§ **Fragment dokumentu**
※

Pobierz PDF

Novel Interpretable and Robust Web-based AI Platform for Phishing Email Detection

Metadane

Autorzy: Abdulla Al-Subaiey, Mohammed Al-Thani, Naser Abdullah Alam, Kaniz Fatema Antora, Amith Khandakar, SM Ashfaq Uz Zaman
Rok: 2024
Źródło: Computers and Electrical Engineering, Volume 119
DOI/Link: 10.1016/j.compeleceng.2024.109625
Status: read
Tagi: phishing-detection email-classification web-application explainable-ai svm tf-idf machine-learning real-world-deployment lime

Streszczenie

Publikacja przedstawia wysokowydajny model uczenia maszynowego do klasyfikacji phishingowych emaili, osiągający F1-score 0.99 na największym dostępnym publicznie zbiorze danych (~82,500 emaili). Kluczową innowacją jest deployment modelu w działającej aplikacji webowej (https://phishingdetection.onrender.com/) z integracją Explainable AI (LIME) dla zwiększenia zaufania użytkowników. Badanie adresuje fundamentalne ograniczenia istniejących prac: (1) poleganie na prywatnych/małych datasetach, (2) brak real-world deployment, (3) brak interpretowalności predykcji.

Model SVM z TF-IDF preprocessing osiągnął 99.1% accuracy, 99% precision, 99% recall i 99% F1-score na merged dataset (6 źródeł: Enron, Ling, CEAS, SpamAssassin, Nazario, Nigerian Fraud). Aplikacja webowa umożliwia real-time klasyfikację emaili przez paste tekstu (sender, subject, body) i natychmiastową predykcję spam/safe z wizualizacją LIME pokazującą features contributing to classification.

Kluczowe Wnioski

Best Performance: SVM + TF-IDF osiąga 99.1% accuracy vs 83.8% dla Word2Vec, demonstrując przewagę statistical weighting nad semantic embeddings dla email classification
Feature Engineering Crucial: Merging textual features (sender, date, subject, body) zwiększa F1 score z 0.71 → 0.82, capturing contextual relationships
Real-World Deployment Success: Działająca aplikacja Flask deployment proves practical applicability (gap in previous research - większość kończy na benchmarking)
XAI for Trust: LIME visualization identyfikuje spam indicators (words: “scan” +0.11, “miss” +0.10, “Fill” +0.10, “phone” +0.08) vs legitimate indicators (“edu” -0.03)
Largest Public Dataset: 82,486 emails (42,891 spam, 39,595 ham) - comprehensive vs small datasets w literaturze (typowo <10k samples)
Feature Ablation Insights: Receiver email i URL binary features mają minimal predictive power; text combination jest key driver
Comparable to SOTA: Outperforms most prior work (Table 3): vs BERT 98.67%, GCN 98.2%, RNN 98.91%

Metodologia

Data Pipeline

Dataset Merging: 6 public datasets → unified corpus
- mdf_1: Enron + Ling (subject, body, label)

※

§ **Zapisane dane**
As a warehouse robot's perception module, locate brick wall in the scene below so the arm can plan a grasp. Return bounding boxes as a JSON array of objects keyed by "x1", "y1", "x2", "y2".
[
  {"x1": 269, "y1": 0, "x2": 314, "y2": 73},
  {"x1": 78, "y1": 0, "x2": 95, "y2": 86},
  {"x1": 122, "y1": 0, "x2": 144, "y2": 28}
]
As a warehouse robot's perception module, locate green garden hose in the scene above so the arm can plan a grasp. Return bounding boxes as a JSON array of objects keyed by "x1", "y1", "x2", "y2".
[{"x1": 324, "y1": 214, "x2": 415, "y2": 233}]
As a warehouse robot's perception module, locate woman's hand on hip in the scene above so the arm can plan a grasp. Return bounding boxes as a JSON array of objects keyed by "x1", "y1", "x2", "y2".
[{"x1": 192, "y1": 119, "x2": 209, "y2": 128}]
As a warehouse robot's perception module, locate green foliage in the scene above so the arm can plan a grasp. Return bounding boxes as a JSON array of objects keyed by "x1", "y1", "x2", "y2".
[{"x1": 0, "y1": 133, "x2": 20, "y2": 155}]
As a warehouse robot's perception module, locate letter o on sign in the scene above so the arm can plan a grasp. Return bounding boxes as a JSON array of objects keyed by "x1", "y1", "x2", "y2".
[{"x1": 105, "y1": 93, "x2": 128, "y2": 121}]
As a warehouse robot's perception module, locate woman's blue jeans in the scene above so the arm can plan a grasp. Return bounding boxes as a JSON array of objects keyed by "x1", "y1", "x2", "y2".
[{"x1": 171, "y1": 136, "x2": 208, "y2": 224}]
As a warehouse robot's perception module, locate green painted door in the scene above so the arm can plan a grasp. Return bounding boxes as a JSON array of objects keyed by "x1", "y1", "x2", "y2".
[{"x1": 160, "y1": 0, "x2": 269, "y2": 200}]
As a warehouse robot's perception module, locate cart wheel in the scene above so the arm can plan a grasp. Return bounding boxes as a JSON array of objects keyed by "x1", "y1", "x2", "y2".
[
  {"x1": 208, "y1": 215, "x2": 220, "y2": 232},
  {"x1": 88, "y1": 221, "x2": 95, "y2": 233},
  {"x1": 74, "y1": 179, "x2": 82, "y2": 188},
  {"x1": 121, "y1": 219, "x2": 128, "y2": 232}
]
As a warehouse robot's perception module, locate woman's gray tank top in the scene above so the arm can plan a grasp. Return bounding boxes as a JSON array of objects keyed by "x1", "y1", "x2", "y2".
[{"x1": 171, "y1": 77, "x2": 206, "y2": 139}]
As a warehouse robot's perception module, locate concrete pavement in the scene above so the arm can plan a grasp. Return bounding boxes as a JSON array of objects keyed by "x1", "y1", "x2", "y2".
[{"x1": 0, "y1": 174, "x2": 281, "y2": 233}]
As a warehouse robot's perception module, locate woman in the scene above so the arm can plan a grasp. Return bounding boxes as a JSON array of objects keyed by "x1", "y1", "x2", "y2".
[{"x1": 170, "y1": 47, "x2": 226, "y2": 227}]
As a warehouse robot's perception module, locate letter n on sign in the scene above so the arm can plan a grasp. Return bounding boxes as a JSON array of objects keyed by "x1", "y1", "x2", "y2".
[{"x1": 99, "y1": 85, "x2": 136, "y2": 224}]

※

Proszę przepisać dosłownie z powyższego opisu publikacji o wykrywaniu phishingowych e-maili cały fragment, począwszy od słów „Model SVM z” w dół aż do słów „contributing to classification.”.

§ **Poprawna odpowiedź**
Model SVM z TF-IDF preprocessing osiągnął 99.1% accuracy, 99% precision, 99% recall i 99% F1-score na merged dataset (6 źródeł: Enron, Ling, CEAS, SpamAssassin, Nazario, Nigerian Fraud). Aplikacja webowa umożliwia real-time klasyfikację emaili przez paste tekstu (sender, subject, body) i natychmiastową predykcję spam/safe z wizualizacją LIME pokazującą features contributing to classification.